- [GIVEN PASSAGE]:
Theodoret refined and elaborated on Eusebius’ strategy of breaking the ‘golden chain’ and the ‘sacred genealogy’ of Plato’s disciples. This consisted in presenting the philosophical theology of Hellenes in late antiquity as alienated from Plato’s philosophy. Eusebius argued at length that with few exceptions Plato’s disciples distorted the philosophy of their master and introduced sophisms and innovations. In the same vein, Theodoret describes his contemporary (οἱ νῦν) pagan exegetes as attempting to misinterpret (παϱεϱμηνεύειν) rather than interpret Plato. Like Aeneas of Gaza, the most remarkable fifth-century exponent of this anti-Hellenic strategy, Theodoret divides the Platonic tradition into two parts: the first includes Plotinus, Amelius and Numenius, namely Platonists who are supposedly following Plato’s initial adaptation of Hebrew lore; the second phase begins with Porphyry and its hallmark is the ‘pagan’ sophisticated and allegorical interpretation of Plato. At the rhetorical level this move had two complementary aims: to deprive the Hellenic intellectual resistance of its primary philosophical resources, while conveniently appropriating, transforming and subsuming them to Judaeo-Christianity. The apologetical approach to Plato is presented as the return to Plato’s original source, Judaism. Like Clement, Eusebius and Theodoret proudly pose as the true heirs and interpreters of the arcane wisdom that inspired Plato.

How did the Hellenes respond to the apologetical claims over Plato? Already Celsus had argued that Plato’s philosophy was fundamentally alien to and incompatible with the Judaeo-Christian religion and talked of the imminent need to expose the philosophical principles that the Christians systematically misunderstood owing to ignorance. In particular, they were misunderstanding Plato’s lexis and twisting his doctrines. For his part, Julian declared that the aim of the Christian apologists was to avoid the intellectual confrontation with Hellenism by selectively usurping and misappropriating the intellectual weapons and philosophical tradition of their opponents.

Celsus and Julian made extensive use of both philosophical and rhetorical tools when openly confronting and challenging the apologists. Yet in the fifth and sixth centuries direct and explicit criticism of Judaeo-Christianity gave its place to a covert and subterranean form of opposition that used the exegesis of Plato’s philosophy as its means of articulation. Faced with the expansion of a Christian hegemony of discourse that enjoyed the support of the new political status quo, in late antiquity Hellenes such as Proclus, Damascius, Simplicius and Olympiodorus abandoned the battle at the rhetorical front. Instead of openly debating with the Christians, they fell back on the philosophical systematization and substantiation of the Hellenic world-view by means of philosophical exegesis. The Hellenic–Christian conflict of interpretations over Plato reflects this shift. While apologists such as Eusebius and Theodoret intensified their appropriation of Platonic terms and concepts, the Neoplatonists recognized in Plato ‘the leader of salvation’ and viewed the mission of the commentator-philosopher as holy at an age of ‘depraved polities’ – to use Simplicius’ and Olympiodorus’ expression – when temples were destroyed and religious institutions attacked.

- [TO DO]:
**a)** In the passage on the Hellenic–Christian dispute over Plato, which philosopher begins the second phase of the Platonic tradition as Theodoret divides it?
**b)** Extend the passage on the Hellenic–Christian dispute over Plato with a further paragraph that picks up after its final sentence.

- [DATASET EXTRACT]:
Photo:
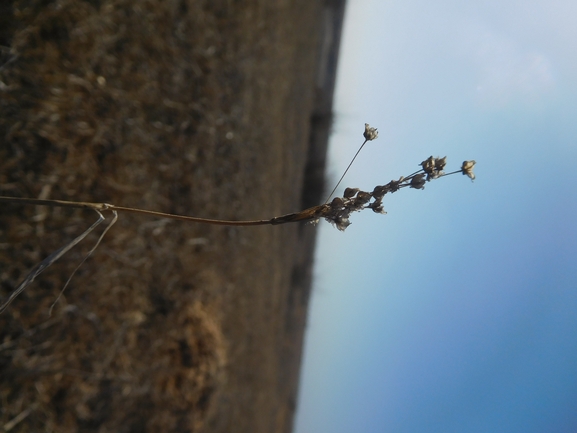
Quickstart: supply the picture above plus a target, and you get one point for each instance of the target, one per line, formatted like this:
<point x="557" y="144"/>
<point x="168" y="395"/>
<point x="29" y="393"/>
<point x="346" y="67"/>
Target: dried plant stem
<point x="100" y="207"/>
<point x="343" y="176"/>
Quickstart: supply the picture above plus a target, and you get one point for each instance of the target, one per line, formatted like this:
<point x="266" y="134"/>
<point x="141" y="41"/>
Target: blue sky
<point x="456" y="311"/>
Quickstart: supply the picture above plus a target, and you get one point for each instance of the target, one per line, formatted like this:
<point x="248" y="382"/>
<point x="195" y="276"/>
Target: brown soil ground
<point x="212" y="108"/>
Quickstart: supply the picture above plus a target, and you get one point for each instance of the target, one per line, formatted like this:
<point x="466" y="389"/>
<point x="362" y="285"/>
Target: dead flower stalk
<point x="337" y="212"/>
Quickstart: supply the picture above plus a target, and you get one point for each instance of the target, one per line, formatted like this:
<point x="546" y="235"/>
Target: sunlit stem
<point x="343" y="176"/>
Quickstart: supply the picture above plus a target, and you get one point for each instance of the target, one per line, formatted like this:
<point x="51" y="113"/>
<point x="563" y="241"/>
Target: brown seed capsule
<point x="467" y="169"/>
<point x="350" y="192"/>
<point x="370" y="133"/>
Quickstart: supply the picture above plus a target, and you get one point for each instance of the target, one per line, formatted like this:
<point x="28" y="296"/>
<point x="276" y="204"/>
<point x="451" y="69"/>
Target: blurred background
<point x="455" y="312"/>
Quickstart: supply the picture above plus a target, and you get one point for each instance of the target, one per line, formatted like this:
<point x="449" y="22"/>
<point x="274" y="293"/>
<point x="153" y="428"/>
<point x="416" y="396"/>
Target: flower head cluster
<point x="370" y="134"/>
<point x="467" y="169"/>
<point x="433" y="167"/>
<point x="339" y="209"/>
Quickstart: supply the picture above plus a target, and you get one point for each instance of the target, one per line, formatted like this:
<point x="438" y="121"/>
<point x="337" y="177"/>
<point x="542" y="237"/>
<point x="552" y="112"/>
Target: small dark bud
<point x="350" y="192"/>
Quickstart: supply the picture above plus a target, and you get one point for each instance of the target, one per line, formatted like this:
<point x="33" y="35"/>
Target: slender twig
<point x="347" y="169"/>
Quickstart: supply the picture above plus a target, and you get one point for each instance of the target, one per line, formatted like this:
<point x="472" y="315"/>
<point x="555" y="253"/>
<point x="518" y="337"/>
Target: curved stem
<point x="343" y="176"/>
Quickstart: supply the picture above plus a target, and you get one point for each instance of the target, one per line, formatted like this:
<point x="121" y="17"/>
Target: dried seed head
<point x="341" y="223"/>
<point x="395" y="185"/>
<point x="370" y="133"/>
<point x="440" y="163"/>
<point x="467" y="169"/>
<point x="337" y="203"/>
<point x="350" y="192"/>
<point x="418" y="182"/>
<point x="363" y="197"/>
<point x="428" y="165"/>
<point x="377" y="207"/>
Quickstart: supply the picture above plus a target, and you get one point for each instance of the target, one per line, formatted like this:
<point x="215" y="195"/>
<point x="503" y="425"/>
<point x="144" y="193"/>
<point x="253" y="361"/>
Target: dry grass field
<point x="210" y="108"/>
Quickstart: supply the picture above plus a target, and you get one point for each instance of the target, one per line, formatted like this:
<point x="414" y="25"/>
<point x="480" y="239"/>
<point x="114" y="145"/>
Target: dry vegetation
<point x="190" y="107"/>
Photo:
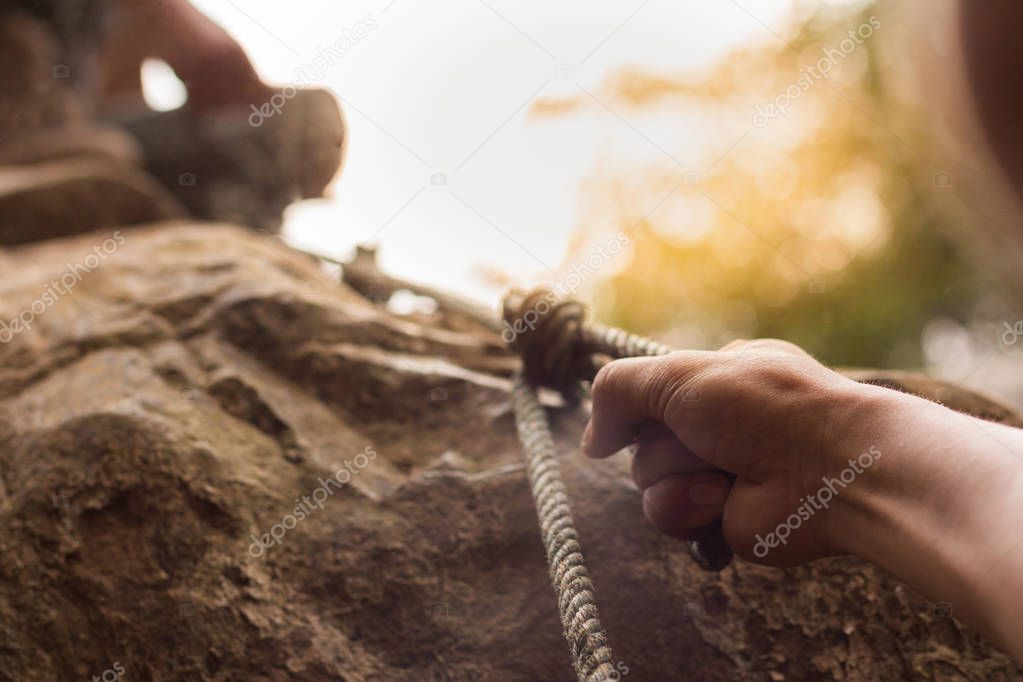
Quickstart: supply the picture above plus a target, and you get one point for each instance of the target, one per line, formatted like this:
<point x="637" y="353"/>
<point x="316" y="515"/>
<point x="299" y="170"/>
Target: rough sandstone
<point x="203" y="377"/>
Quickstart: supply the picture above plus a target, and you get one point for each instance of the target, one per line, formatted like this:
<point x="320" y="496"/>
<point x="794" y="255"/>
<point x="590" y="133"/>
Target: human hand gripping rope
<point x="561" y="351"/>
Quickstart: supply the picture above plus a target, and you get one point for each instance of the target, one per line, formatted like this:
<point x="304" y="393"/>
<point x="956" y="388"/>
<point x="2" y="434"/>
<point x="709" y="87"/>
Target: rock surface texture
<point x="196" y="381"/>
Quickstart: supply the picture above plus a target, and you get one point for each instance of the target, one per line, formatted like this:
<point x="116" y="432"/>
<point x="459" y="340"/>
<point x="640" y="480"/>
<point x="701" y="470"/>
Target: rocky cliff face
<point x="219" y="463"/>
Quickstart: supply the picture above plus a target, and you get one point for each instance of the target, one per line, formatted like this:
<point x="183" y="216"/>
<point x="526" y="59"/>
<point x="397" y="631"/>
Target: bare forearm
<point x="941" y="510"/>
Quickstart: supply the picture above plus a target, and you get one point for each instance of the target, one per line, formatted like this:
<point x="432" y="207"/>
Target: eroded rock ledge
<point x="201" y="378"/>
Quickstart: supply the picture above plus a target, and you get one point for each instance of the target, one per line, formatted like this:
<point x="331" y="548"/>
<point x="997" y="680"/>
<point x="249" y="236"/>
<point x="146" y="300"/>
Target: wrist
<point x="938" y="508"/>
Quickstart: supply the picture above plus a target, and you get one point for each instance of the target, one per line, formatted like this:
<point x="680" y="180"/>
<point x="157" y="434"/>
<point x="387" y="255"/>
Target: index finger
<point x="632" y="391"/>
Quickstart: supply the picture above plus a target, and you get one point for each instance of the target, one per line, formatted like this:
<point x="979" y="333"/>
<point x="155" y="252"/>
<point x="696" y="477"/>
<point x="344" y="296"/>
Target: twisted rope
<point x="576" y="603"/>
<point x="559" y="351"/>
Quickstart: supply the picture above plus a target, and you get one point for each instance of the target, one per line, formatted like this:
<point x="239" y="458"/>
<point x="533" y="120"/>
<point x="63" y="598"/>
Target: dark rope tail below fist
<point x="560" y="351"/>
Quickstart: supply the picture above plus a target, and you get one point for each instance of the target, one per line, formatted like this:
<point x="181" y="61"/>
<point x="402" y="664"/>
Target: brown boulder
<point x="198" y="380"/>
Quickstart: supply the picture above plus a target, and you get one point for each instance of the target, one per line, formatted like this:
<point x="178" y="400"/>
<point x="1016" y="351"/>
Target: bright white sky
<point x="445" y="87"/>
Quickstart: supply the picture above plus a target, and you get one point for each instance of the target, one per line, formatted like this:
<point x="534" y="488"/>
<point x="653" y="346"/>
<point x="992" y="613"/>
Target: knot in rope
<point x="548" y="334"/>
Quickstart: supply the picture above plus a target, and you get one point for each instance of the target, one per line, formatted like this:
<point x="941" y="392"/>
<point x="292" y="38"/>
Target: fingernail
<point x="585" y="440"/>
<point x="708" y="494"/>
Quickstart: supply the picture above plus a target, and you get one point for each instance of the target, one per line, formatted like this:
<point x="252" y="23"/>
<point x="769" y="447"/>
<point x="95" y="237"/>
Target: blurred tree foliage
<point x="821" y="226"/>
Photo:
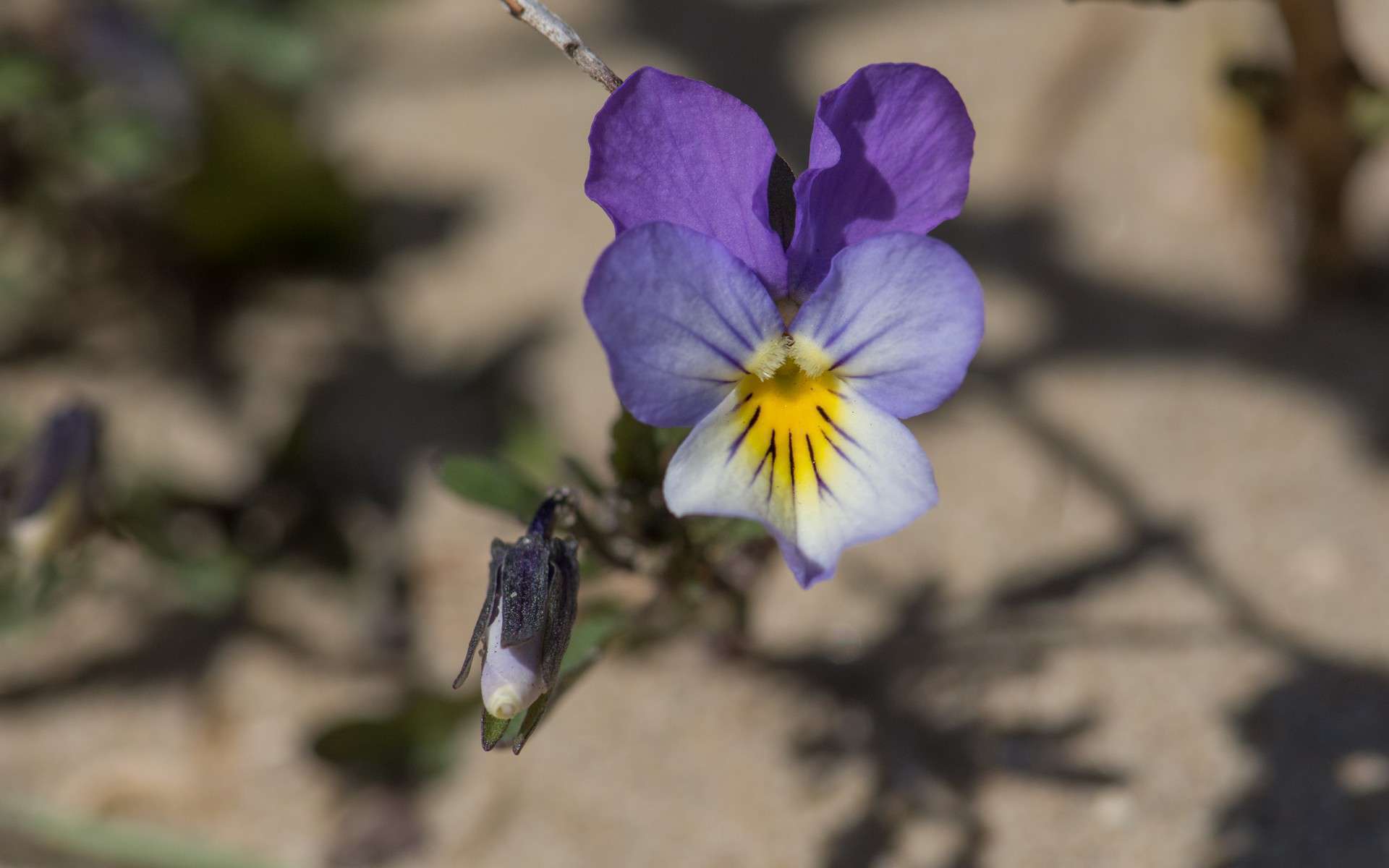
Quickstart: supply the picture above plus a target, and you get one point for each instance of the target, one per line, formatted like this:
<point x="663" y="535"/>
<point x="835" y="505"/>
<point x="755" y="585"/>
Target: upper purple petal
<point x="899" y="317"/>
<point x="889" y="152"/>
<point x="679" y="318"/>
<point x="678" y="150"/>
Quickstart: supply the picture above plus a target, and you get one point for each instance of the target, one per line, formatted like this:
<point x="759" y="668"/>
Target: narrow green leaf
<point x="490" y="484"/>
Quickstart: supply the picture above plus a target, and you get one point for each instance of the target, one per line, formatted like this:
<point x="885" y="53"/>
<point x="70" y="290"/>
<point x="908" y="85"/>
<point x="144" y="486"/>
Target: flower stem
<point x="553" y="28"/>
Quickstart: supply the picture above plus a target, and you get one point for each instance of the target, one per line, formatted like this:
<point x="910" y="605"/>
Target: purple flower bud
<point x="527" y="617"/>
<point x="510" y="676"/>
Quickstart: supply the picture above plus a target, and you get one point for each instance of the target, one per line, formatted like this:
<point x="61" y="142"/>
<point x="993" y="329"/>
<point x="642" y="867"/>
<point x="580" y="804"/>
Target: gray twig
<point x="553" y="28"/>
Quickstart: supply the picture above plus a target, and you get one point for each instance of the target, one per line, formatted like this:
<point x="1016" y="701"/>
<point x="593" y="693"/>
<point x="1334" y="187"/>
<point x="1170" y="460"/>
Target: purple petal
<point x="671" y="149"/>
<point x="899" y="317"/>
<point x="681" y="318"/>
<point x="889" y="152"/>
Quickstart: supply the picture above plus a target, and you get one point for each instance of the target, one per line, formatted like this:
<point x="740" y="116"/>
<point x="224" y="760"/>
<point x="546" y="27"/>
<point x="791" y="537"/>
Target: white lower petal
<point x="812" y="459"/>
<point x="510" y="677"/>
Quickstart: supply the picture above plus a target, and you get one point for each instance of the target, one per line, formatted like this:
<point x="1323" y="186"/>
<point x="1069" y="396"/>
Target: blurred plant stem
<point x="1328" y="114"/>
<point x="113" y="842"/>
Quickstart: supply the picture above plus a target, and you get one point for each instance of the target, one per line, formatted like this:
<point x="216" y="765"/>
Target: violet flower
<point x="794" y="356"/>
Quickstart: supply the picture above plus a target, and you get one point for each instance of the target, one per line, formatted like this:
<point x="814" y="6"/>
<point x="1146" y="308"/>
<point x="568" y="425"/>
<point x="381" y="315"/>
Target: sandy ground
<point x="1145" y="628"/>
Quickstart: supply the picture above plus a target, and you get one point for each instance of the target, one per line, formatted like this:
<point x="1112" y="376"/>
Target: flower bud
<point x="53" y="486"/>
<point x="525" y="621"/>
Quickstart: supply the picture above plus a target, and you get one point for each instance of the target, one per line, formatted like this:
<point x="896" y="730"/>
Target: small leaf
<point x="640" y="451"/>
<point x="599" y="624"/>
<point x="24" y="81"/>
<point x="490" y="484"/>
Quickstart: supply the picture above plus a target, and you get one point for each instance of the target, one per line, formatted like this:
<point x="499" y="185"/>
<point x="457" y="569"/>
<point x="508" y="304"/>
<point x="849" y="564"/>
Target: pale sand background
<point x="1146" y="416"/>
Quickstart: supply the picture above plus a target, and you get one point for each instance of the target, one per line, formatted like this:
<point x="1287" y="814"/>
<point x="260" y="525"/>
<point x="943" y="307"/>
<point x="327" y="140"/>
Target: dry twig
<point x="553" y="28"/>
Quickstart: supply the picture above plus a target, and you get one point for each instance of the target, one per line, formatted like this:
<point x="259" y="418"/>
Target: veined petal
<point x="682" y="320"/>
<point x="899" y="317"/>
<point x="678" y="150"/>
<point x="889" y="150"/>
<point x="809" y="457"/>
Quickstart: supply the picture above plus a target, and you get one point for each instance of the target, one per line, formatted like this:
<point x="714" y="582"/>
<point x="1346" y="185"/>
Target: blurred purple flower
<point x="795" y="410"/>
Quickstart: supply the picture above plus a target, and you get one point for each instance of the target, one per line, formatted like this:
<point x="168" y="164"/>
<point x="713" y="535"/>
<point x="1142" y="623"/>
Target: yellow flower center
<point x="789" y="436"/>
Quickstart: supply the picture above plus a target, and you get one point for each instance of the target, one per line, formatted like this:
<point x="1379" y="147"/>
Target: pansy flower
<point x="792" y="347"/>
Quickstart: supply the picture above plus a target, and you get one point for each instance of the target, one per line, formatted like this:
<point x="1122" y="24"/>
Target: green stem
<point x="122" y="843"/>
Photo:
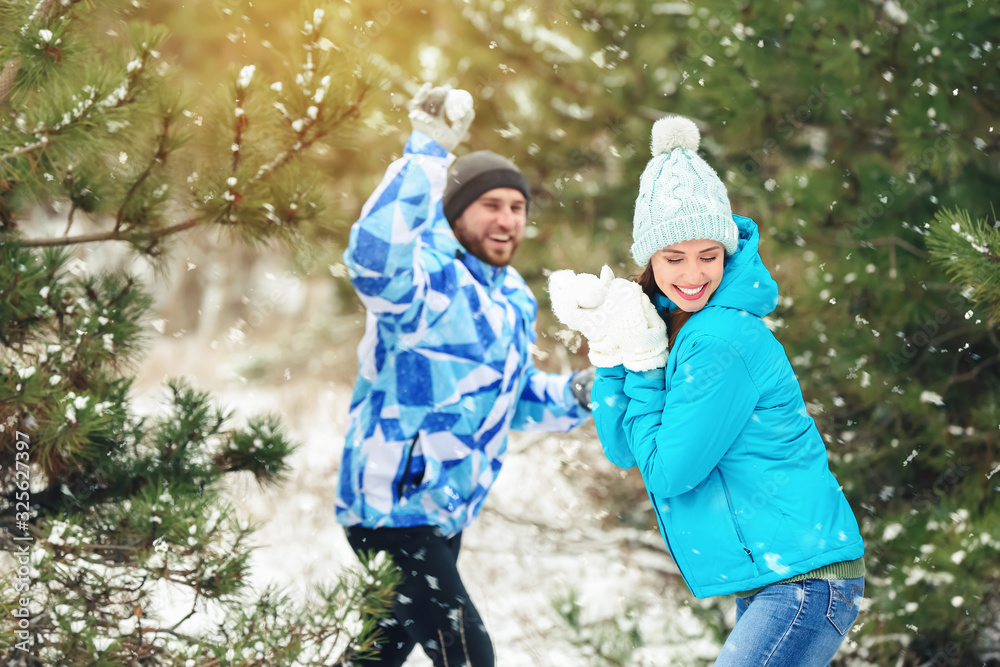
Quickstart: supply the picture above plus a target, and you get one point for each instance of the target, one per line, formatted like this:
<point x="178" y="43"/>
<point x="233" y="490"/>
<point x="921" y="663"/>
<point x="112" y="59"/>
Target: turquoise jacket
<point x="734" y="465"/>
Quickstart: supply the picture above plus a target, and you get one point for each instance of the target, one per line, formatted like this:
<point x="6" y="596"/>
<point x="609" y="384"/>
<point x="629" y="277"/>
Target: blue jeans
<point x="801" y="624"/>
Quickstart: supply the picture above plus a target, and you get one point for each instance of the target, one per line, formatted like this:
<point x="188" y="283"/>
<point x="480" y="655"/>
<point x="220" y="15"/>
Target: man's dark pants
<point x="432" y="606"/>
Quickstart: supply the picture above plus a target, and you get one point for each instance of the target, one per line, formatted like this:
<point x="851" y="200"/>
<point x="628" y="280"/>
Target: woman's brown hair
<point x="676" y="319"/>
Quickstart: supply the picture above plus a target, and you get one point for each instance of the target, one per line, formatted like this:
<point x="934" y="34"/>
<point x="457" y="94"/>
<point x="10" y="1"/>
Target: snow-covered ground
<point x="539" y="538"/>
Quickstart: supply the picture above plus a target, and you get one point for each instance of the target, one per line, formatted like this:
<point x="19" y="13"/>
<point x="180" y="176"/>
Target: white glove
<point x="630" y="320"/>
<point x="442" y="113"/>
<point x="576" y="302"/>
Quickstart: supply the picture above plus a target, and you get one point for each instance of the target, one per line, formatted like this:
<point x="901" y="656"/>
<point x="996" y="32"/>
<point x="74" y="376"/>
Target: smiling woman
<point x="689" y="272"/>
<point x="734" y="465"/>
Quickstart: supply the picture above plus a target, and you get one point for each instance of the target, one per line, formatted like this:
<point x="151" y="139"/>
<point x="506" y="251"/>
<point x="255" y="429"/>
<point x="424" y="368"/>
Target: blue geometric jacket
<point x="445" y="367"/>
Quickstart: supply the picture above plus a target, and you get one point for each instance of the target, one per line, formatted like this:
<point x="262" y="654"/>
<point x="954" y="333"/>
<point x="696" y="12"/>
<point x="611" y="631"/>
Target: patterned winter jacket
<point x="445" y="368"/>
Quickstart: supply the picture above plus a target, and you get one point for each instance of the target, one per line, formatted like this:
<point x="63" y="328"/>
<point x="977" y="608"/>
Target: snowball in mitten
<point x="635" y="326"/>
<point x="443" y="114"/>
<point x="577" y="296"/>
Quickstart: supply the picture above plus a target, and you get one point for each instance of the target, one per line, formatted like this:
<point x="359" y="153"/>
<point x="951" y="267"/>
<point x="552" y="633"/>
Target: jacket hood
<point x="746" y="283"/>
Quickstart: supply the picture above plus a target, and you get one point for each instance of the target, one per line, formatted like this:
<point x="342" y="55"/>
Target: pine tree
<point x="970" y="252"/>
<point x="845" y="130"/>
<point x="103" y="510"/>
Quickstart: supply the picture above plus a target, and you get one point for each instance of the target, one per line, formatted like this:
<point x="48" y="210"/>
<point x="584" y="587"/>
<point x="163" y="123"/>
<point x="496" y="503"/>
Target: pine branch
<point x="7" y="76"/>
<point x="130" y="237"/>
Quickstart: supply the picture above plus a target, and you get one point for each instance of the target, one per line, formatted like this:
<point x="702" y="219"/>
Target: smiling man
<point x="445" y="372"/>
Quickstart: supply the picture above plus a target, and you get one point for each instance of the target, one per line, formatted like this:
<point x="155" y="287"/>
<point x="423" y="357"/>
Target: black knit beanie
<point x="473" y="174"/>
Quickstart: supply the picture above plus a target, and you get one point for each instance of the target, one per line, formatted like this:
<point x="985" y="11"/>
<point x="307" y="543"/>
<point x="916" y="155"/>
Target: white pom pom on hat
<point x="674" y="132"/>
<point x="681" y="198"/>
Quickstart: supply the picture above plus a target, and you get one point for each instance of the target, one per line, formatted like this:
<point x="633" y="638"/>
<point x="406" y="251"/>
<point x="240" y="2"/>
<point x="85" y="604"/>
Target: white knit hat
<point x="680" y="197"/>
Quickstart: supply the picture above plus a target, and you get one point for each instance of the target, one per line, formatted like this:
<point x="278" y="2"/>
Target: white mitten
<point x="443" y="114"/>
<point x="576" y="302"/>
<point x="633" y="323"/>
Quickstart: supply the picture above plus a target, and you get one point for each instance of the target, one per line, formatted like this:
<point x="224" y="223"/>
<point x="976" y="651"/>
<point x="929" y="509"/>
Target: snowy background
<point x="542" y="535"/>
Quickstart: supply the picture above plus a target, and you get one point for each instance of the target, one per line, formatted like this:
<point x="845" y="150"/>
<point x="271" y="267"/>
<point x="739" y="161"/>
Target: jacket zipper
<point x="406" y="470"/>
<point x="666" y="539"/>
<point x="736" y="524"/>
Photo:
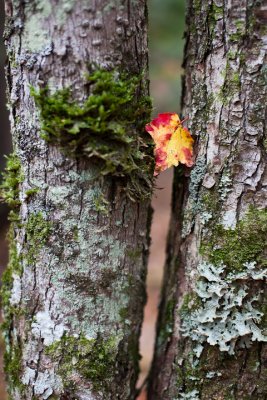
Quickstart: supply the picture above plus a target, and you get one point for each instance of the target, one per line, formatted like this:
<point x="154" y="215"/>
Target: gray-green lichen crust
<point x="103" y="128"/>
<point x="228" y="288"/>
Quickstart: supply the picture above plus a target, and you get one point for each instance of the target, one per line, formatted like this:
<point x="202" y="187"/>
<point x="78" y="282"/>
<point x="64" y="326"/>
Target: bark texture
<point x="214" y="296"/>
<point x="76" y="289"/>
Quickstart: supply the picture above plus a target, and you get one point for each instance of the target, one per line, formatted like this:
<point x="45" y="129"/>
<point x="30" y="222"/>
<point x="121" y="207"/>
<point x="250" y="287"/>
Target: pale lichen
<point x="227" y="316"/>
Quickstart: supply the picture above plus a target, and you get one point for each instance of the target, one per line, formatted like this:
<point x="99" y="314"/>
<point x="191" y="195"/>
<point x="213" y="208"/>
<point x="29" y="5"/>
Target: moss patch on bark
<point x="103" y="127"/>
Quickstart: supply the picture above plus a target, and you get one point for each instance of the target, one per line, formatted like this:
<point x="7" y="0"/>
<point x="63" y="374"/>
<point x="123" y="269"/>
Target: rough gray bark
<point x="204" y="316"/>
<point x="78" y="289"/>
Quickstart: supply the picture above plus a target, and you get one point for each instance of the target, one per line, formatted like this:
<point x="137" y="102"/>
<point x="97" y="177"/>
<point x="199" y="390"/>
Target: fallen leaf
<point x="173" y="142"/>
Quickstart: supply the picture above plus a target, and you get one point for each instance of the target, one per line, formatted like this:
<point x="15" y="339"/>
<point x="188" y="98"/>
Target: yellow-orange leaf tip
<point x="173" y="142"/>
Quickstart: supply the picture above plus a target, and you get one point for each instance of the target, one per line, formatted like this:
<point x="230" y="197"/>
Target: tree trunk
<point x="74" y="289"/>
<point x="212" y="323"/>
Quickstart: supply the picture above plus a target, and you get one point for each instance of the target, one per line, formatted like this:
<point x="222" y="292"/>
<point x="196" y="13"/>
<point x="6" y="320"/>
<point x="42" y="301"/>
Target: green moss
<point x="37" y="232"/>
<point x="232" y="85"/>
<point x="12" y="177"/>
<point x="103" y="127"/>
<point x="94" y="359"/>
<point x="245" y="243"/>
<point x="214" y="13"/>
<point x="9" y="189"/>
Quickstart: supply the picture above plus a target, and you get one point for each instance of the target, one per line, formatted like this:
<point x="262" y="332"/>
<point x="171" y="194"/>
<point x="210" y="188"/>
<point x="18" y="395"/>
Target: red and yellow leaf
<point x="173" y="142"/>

- [PER-TASK ANSWERS]:
**a)** Porphyry

**b)**
Working surreptitiously on the Platonic corpus, Theodoret’s contemporary Neoplatonists produced a multicentred and multivalent hermeneutical model that was directly opposed to the Christian rewritings of Plato. By setting as their aim to systematize, save from oblivion and pass on to future generations their philosophy, they made sufficiently clear that they were anything but persuaded by the apologetical utilization of Plato and postulated a less outspoken, yet persistent intellectual resistance to the apologetical methods of handling and appropriating philosophical texts. Treated intertextually, their philosophical commentaries function as the response and counterpart to the apologetical rhetoric and are the main expression of what I call the Hellenic intellectual resistance of late antiquity.

A methodological note by F. Schleiermacher is particularly relevant here: authors belonging to the same period or school of thought and sharing common characteristics and intentions may be considered as a single agent. For example, in Curatio Theodoret addresses ‘the Hellenes’ as a single opponent. Hence, although we do not have a Hellenic treatise directly intended as a reply to Theodoret’s approach to Plato, we are, nonetheless, able to reconstruct his controversy with the Hellenes and recover the conflict between the Hellenic and the apologetical hermeneutical patterns; to do so requires a comparative discourse analysis that exemplifies how specific Platonic texts are read and ‘applied’ by opposed collective agents within the same historical situation. This allows us to treat the apologetical expropriation and recontextualization of key terms and passages from the Republic, the Phaedo or the Laws from a different angle.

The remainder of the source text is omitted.